◆ Document extract:

One study presented this week at the American Epilepsy Society meeting initially included 313 children from 16 epilepsy centers. Over three months, 16 percent of the children withdrew from the study because the cannabidiol was ineffective or had adverse effects.
Among the 261 children who stayed in the study, the number of seizures was reduced by about half on average, according to lead researcher Dr. Orrin Devinsky of New York University Langone Medical Center.
Some children continued to benefit from the treatment after the study ended. “In the subsequent periods, which are very encouraging, 9 percent of all patients and 13 percent of those with Dravet Syndrome epilepsy were seizure-free. Many have never been seizure-free before,” he says. Dravet syndrome is a rare and catastrophic form of intractable epilepsy that begins in infancy.
Devinsky noted some children did worse on cannabidiol, but he does not yet know whether the drug itself was the cause.

◆ Supplied information:
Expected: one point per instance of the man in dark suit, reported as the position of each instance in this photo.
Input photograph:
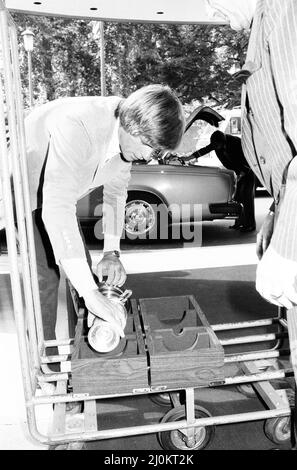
(229, 151)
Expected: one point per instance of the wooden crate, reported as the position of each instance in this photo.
(118, 372)
(183, 350)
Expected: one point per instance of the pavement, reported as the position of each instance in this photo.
(220, 273)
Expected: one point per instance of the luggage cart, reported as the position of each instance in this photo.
(187, 425)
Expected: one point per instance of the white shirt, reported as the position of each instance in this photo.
(81, 137)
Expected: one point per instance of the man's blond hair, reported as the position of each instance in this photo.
(155, 114)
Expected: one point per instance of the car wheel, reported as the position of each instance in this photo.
(143, 217)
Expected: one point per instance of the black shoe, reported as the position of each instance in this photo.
(235, 226)
(247, 228)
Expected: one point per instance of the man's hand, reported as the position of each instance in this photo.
(111, 266)
(103, 308)
(276, 279)
(265, 234)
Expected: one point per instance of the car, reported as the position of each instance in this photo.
(169, 195)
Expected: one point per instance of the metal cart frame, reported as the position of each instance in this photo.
(26, 302)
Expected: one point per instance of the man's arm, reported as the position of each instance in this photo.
(63, 177)
(114, 201)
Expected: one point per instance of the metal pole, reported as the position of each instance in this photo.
(102, 59)
(30, 87)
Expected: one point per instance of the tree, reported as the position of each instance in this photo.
(195, 60)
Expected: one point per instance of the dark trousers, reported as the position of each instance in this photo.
(245, 194)
(48, 279)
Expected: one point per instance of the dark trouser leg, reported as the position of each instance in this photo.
(48, 278)
(246, 196)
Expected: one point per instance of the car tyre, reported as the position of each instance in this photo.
(144, 215)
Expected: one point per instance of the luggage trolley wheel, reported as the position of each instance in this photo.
(177, 440)
(161, 399)
(247, 390)
(80, 445)
(278, 430)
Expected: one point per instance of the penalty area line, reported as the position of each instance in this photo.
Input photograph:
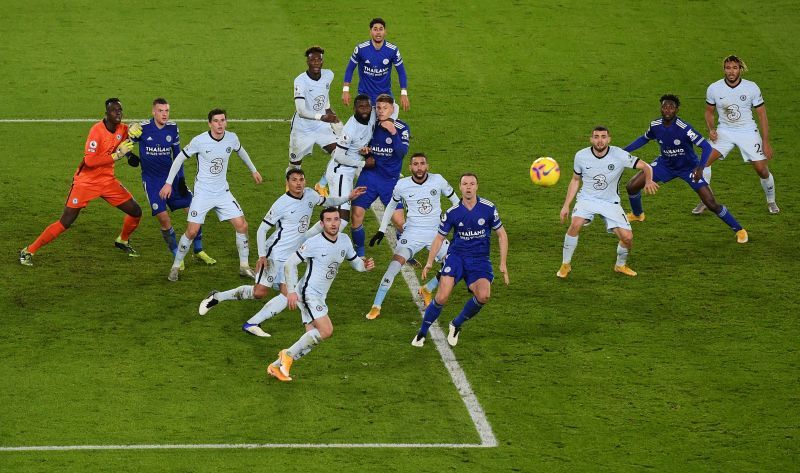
(445, 351)
(179, 120)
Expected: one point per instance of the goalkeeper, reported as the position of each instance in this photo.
(106, 144)
(159, 143)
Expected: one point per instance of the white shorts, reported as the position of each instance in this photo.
(302, 141)
(748, 142)
(410, 244)
(311, 307)
(340, 181)
(225, 204)
(611, 212)
(271, 276)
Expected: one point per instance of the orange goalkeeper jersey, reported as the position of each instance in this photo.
(98, 165)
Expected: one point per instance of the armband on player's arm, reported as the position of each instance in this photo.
(176, 166)
(246, 159)
(302, 111)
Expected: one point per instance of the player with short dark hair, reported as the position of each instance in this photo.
(677, 140)
(159, 142)
(106, 144)
(374, 60)
(472, 222)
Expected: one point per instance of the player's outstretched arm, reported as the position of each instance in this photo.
(572, 191)
(502, 238)
(650, 186)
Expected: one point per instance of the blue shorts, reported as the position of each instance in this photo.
(662, 173)
(376, 188)
(181, 197)
(469, 269)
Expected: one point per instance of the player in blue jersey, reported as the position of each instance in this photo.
(472, 222)
(677, 140)
(374, 60)
(159, 143)
(387, 148)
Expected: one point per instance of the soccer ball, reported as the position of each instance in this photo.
(545, 172)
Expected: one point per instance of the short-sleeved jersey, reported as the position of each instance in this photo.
(601, 174)
(735, 104)
(389, 150)
(677, 142)
(97, 165)
(472, 228)
(422, 200)
(323, 257)
(315, 93)
(212, 160)
(375, 68)
(355, 135)
(157, 148)
(291, 217)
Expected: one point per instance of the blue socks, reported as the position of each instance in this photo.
(359, 236)
(636, 203)
(729, 219)
(471, 308)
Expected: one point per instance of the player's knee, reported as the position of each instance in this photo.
(259, 291)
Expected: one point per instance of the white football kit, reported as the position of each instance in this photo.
(211, 189)
(307, 129)
(599, 192)
(290, 217)
(736, 124)
(346, 161)
(322, 257)
(423, 213)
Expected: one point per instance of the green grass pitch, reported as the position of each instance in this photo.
(691, 366)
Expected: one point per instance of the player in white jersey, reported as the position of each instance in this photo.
(314, 122)
(289, 218)
(322, 254)
(348, 157)
(211, 189)
(421, 194)
(600, 168)
(734, 100)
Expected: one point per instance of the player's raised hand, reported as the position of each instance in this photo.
(358, 191)
(650, 186)
(291, 300)
(376, 239)
(262, 263)
(135, 130)
(369, 264)
(165, 191)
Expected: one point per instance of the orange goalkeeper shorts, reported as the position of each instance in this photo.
(112, 191)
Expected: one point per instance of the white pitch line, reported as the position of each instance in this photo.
(448, 357)
(180, 120)
(235, 446)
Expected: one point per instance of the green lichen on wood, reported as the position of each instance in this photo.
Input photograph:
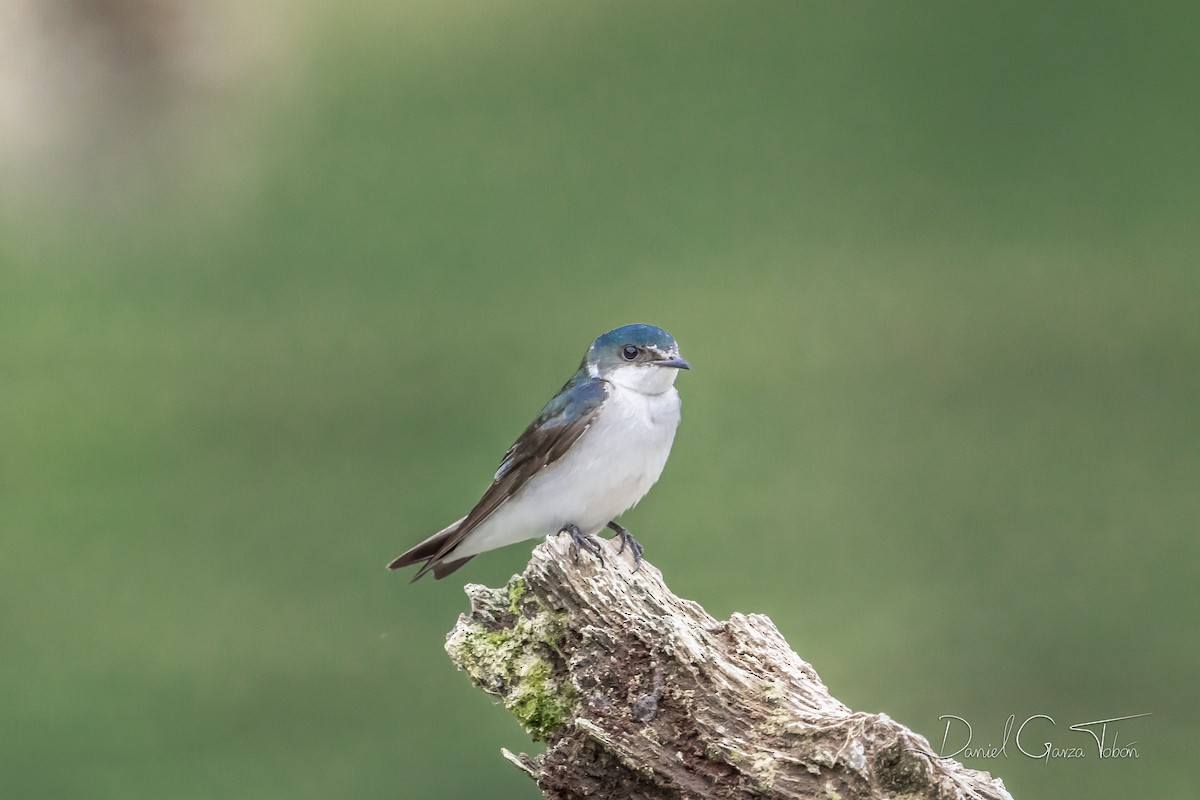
(509, 650)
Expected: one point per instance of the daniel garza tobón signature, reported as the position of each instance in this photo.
(1031, 739)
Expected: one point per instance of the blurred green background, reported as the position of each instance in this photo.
(268, 323)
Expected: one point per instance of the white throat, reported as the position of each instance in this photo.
(646, 379)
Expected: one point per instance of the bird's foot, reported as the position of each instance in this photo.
(634, 546)
(581, 541)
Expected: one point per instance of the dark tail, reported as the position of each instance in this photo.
(427, 551)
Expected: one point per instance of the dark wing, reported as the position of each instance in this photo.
(544, 441)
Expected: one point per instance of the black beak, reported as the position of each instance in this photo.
(675, 361)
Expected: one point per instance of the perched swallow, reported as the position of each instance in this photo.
(593, 452)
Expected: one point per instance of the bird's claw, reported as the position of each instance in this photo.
(582, 541)
(635, 547)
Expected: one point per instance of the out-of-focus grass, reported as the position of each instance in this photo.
(935, 270)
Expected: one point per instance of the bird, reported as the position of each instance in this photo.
(591, 455)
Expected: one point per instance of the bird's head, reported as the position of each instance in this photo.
(642, 358)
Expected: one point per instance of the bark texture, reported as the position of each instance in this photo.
(640, 693)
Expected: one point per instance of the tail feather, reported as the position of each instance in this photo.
(427, 551)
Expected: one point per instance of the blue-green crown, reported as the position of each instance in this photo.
(606, 352)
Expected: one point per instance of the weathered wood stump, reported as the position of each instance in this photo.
(642, 695)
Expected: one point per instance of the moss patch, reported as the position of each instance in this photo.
(516, 660)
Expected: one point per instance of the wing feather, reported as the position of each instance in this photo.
(547, 438)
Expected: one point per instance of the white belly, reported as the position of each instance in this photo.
(609, 469)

◆ Requirement 1:
Copy the passage on cannabidiol for childhood epilepsy word for word, beginning at the words "Some children continued" and stopping after "begins in infancy.".
◆ Requirement 2:
Write a continuation of the passage on cannabidiol for childhood epilepsy, picking up right after its final sentence.
You can disregard the lines for this work.

◆ Exercise answer 1:
Some children continued to benefit from the treatment after the study ended. “In the subsequent periods, which are very encouraging, 9 percent of all patients and 13 percent of those with Dravet Syndrome epilepsy were seizure-free. Many have never been seizure-free before,” he says. Dravet syndrome is a rare and catastrophic form of intractable epilepsy that begins in infancy.

◆ Exercise answer 2:
Another study followed 25 children with drug-resistant epilepsy who took cannabidiol for a year. Some children improved, while others did worse, said lead researcher Dr. Maria Robert Cilio of UCSF Benioff Children’s Hospital. “For one particular child, the more the dose of [cannabidiol] was increasing, that increase was paralleled with an increase in seizure frequency,” she said.
Dr. Brenda Porter, a pediatric neurologist at Stanford University School of Medicine, who was not involved in the studies, told NPR doctors are concerned about parents who try cannabis products on their children with epilepsy.
Dr. Devinsky agrees. “It’s a very worrisome time. People go off and do their own thing, if things go wrong, you don’t know why. You want data, and you don’t have it, and all the families are just trying things,” he said.